• **Set exercise**:
Find every line in the items below that contains the string "carriage", and copy each of those lines. Treat uppercase and lowercase as different.

• **Supplied data**:
[Start]
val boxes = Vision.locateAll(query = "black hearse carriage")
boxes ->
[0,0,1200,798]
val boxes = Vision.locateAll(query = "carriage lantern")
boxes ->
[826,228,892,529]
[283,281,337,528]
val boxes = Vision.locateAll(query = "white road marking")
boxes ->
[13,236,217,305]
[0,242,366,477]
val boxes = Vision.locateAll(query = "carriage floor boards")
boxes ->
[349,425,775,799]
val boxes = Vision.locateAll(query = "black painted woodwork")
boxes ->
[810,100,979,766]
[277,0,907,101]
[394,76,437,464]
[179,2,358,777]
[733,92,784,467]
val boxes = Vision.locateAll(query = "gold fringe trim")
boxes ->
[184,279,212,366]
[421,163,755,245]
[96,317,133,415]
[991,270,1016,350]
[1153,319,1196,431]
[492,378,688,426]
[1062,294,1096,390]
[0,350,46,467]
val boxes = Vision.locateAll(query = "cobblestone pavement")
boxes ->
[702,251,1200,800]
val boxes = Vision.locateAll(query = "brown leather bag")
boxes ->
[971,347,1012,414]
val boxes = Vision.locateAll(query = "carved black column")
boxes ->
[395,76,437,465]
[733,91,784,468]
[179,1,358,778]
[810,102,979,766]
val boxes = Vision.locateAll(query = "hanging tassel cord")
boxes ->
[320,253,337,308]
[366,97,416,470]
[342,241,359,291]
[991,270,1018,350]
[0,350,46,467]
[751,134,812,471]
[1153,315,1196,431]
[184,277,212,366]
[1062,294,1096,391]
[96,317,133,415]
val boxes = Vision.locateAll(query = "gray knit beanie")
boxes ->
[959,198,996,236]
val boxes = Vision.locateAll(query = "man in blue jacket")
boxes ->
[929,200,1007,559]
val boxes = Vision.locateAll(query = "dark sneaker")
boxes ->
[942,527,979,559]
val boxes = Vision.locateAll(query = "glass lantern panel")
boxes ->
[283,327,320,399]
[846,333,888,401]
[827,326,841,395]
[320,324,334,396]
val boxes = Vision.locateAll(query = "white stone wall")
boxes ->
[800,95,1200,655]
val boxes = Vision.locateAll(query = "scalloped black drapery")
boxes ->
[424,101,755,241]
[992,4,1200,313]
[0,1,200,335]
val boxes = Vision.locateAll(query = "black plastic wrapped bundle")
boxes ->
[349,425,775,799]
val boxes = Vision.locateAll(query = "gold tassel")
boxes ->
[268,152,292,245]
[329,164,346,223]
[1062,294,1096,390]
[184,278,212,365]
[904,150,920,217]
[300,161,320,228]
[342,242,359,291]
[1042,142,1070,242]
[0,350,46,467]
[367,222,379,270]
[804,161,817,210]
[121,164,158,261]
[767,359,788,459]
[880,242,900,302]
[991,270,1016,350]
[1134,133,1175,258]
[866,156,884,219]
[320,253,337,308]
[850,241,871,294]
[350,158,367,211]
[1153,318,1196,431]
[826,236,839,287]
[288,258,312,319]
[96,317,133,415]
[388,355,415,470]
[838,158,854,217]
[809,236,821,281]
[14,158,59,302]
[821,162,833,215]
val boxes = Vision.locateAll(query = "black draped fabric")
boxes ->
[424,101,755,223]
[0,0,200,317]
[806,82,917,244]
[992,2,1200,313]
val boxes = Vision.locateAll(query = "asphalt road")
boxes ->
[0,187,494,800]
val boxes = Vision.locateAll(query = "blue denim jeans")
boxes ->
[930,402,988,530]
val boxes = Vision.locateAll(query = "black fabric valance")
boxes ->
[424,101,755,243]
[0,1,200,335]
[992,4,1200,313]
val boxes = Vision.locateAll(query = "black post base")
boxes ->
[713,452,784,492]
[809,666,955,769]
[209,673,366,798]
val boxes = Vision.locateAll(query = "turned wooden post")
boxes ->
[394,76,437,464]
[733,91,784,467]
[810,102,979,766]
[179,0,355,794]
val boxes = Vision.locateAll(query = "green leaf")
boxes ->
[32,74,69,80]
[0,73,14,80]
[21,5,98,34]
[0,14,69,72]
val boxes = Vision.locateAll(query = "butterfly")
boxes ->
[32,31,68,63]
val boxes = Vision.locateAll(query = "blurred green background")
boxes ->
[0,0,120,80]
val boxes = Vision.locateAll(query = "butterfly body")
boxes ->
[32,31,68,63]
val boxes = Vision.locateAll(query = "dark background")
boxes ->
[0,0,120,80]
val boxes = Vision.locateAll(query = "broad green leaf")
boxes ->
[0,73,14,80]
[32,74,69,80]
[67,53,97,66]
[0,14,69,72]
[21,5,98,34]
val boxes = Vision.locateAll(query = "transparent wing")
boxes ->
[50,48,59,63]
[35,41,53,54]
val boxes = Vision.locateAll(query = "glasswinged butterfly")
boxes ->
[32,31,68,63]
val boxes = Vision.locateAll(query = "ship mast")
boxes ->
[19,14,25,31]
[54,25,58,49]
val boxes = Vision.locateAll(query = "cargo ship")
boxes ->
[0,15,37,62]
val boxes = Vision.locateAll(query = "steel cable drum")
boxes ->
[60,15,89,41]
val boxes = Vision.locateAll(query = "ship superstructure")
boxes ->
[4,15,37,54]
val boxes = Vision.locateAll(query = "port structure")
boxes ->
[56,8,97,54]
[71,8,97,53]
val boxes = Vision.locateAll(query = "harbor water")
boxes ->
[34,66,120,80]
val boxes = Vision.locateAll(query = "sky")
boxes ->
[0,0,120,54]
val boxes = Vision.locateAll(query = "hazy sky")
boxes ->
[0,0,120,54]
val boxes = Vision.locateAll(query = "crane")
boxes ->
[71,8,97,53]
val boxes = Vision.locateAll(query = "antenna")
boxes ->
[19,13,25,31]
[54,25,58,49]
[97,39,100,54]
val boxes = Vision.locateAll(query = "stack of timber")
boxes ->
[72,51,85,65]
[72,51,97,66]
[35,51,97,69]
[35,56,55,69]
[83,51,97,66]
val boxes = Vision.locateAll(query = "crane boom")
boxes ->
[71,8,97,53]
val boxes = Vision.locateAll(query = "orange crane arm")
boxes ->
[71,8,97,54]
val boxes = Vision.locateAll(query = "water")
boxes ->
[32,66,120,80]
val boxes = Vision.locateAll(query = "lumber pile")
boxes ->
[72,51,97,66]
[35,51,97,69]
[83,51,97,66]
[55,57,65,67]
[End]
• **Written answer**:
val boxes = Vision.locateAll(query = "black hearse carriage")
val boxes = Vision.locateAll(query = "carriage lantern")
val boxes = Vision.locateAll(query = "carriage floor boards")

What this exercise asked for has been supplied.